- [Quoted passage]
****************************************

Re: Publishing Sink Task watermarks outside flink

Posted by Timo Walther on
URL: http://deprecated-apache-flink-user-mailing-list-archive.369.s1.nabble.com/Publishing-Sink-Task-watermarks-outside-flink-tp34765p35219.html

Hi Shubham,

great that tweaking the JDBC sink helped. Maybe I don't fully understand
your logic but:

The watermark that you are receiving in an operator should already be
the minimum of all subtasks. Because it is sent to all subsequent
operators by the precedeing operator. So a watermark can trigger a
flush. I guess you need a measure of completeness when the flush() has
happended in all subtasks, right?

Couldn't you wrap a sink function into a process function and use the
output of the process function for performing the aggregation of
watermark timestamps in Flink. A leaf operator (with parallelism 1)
would then perform the aggregation and the update of the overall
event-time timestamp.

I hope this helps.

Regards,
Timo


On 04.05.20 03:04, Shubham Kumar wrote:

> Following up on this,
>
> I tried tweaking the Jdbc Sink as Timo suggested and was successful in
> it. Basically I added a member /long maxWatermarkSeen /in JDBCOutputFormat,
> so whenever a new record is added to the batch it updates the
> /maxWatermarkSeen/ for this subtask with
> /org.apache.flink.streaming.api.functions.sink.SinkFunction.Context.watermark/
> (if its greater).
>   So whenever a /JDBCOutputFormat.flush()/ is called I can be sure that
> after executing batch, all records having timestamp below
> /maxWatermarkSeen/ are pushed to JDBC.

****************************************

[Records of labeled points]

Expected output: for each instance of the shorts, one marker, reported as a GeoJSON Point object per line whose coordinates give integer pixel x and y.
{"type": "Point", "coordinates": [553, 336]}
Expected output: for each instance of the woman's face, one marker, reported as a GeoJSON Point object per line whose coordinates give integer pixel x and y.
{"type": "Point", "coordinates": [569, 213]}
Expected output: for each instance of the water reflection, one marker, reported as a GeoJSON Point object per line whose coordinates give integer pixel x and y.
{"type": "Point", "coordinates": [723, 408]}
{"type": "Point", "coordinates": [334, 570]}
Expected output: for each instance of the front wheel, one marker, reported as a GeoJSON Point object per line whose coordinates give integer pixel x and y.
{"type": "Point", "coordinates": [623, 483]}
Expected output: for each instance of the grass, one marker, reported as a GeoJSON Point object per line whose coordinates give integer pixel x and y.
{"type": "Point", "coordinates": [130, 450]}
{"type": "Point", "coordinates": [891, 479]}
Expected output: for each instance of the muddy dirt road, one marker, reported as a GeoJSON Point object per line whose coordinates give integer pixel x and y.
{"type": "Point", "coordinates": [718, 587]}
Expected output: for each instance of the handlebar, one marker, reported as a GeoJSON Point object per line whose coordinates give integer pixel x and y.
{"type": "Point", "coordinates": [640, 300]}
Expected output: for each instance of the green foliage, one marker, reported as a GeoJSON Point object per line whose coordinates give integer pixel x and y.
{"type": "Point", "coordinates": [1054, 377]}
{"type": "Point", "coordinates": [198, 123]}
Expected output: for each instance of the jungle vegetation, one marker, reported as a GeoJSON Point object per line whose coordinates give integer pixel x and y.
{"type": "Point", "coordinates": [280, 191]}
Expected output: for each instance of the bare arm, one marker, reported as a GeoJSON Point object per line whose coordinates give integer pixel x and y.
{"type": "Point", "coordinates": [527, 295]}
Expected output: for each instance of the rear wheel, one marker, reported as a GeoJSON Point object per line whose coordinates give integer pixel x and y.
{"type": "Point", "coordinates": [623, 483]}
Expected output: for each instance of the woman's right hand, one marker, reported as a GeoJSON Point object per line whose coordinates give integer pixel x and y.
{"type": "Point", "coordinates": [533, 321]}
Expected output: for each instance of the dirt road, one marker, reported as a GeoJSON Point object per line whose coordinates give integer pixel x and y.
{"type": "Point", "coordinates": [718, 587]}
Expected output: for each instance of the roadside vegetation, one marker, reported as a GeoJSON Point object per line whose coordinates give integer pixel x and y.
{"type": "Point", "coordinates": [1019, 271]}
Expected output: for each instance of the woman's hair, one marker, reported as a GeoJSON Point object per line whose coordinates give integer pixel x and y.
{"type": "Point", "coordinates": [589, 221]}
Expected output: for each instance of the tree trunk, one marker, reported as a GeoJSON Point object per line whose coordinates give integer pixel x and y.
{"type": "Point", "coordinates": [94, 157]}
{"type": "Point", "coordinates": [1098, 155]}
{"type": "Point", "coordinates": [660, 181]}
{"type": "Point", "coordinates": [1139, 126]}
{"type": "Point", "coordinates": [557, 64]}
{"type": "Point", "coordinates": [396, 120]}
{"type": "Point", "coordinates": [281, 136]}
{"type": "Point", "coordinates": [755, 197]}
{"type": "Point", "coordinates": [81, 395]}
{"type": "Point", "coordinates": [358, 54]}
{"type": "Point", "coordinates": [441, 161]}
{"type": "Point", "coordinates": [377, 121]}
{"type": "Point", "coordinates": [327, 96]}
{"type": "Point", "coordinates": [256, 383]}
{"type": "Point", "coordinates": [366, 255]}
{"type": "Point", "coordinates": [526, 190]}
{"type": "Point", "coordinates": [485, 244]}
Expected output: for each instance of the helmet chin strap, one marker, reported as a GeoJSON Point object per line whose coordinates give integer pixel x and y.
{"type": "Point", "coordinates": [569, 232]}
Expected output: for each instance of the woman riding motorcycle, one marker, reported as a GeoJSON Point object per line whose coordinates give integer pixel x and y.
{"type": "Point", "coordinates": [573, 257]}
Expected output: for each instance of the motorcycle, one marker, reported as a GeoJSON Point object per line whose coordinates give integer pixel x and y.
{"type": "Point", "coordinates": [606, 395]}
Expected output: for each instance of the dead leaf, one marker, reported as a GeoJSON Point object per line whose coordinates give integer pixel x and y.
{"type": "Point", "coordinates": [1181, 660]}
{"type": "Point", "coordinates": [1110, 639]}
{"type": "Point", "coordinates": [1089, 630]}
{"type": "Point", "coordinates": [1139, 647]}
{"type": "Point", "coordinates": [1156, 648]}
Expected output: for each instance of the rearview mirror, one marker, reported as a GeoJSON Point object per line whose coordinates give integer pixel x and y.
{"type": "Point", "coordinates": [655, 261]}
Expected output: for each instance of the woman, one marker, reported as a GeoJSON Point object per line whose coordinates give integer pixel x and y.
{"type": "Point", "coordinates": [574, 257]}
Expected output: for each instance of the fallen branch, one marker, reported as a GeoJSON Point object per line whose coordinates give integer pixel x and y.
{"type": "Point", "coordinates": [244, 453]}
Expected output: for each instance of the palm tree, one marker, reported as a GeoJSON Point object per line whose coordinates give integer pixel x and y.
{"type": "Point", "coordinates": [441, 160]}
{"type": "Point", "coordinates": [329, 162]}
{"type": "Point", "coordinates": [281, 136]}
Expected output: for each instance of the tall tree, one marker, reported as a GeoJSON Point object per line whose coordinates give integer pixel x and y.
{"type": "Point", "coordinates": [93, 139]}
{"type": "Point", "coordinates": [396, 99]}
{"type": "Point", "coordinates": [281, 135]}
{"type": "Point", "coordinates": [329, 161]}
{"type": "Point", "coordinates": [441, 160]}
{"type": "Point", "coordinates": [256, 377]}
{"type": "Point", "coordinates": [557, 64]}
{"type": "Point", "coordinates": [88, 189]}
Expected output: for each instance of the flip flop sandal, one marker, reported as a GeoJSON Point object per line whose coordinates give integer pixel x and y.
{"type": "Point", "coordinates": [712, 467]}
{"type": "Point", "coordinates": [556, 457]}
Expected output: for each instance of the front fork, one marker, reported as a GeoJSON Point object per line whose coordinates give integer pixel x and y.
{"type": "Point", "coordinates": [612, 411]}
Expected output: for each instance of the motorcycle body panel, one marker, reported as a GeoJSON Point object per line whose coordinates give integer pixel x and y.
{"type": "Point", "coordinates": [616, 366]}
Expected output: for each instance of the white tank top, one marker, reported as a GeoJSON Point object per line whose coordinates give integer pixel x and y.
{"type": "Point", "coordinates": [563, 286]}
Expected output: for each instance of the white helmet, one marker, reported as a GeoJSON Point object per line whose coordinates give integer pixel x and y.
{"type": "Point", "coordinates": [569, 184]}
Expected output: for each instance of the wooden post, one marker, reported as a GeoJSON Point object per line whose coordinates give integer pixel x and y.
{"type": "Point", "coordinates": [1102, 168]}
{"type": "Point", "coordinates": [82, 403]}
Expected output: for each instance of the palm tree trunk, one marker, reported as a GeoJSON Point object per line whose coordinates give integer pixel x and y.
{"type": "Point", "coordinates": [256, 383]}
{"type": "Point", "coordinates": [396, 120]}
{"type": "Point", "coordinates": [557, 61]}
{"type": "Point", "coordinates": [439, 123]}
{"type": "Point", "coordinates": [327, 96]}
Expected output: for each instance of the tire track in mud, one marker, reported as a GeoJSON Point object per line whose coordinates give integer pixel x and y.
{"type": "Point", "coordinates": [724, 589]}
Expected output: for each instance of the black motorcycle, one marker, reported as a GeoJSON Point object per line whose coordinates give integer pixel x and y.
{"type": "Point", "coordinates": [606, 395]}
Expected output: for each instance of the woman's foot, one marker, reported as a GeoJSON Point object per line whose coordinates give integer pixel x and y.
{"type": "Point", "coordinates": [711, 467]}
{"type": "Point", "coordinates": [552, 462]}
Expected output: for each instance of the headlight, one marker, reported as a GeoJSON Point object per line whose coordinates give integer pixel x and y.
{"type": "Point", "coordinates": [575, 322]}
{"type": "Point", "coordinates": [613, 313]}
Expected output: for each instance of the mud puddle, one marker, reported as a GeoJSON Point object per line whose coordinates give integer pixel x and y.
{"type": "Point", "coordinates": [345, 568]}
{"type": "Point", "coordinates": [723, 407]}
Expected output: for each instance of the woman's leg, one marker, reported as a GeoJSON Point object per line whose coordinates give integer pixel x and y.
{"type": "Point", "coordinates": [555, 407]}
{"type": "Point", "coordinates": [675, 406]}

****************************************

- [Problems and tasks]
1 > In the Flink watermark thread, what member did Shubham Kumar add to JDBCOutputFormat?
2 > Write what comes next in the Flink watermark thread, starting after its final sentence.
You won't need the items for any of this.

- [Answer set]
1 > A long named maxWatermarkSeen.

2 >
>
> Now, the actual answer I am looking for is minimum of /maxWatermarkSeen/
> for all subtasks. I can constantly update this to DB as </Subtask Index,
> Watermark/> and take minimum in DB.
>   I guess the aggregation can't be done inside flink amongst subtasks?
>
> Now, I have two questions:
>
> 1) Should I update this to DB using async I/O feature of flink or just
> perform a blocking query in /JDBCOutputFormat.flush()/ function after
> executing the batch.
> 2) If I will be using Kafka sink (or any other sink for that matter), do
> I have to again tweak around with its SinkFunction for this functionality?
>     General idea being that this a common functionality for users to
> know till what timestamp is sink complete and can have simpler solutions.
>
> Thanks
> Shubham
>
> On Wed, Apr 29, 2020 at 3:27 AM Shubham Kumar
> <[hidden email] <mailto:[hidden email]>> wrote:
>
>     Hi Timo,
>
>     Yeah, I got the idea of getting access to timers through process
>     function and had the same result which you explained
>     that is a side output doesn't guarantee that the data is written out
>     to sink. (so maybe Fabian in that post pointed out something
>     else which I am missing). If I am correct then, data is written to
>     side output as soon as it is processed in the Process function
>     (maybe in
>     process function itself on Ontimer call if a timer has been set, right?
>
>     I am doing all computation in Datastream<Object> and then adding a
>     mapper to convert to DataStream<Row> to sink through JdbcAppendTableSink
>     which is part of Table API I think. I will definitely try exploring
>     the Jdbc Sink function and context to get the watermark.
>
>     Thinking out of the box, is it possible to add some extra operator
>     after sink which will always have watermark which is greater than
>     sink function watermarks,
>     as its a downstream operator.
>     Also, does the problem simplify if we have Kafka sink?
>
>     On Tue, Apr 28, 2020 at 10:35 PM Timo Walther <[hidden email]
>     <mailto:[hidden email]>> wrote:
>
>         Hi Shubham,
>
>         you can call stream.process(...). The context of ProcessFunction
>         gives
>         you access to TimerService which let's you access the current
>         watermark.
>
>         I'm assuming your are using the Table API? As far as I remember,
>         watermark are travelling through the stream even if there is no
>         time-based operation happening. But you should double check that.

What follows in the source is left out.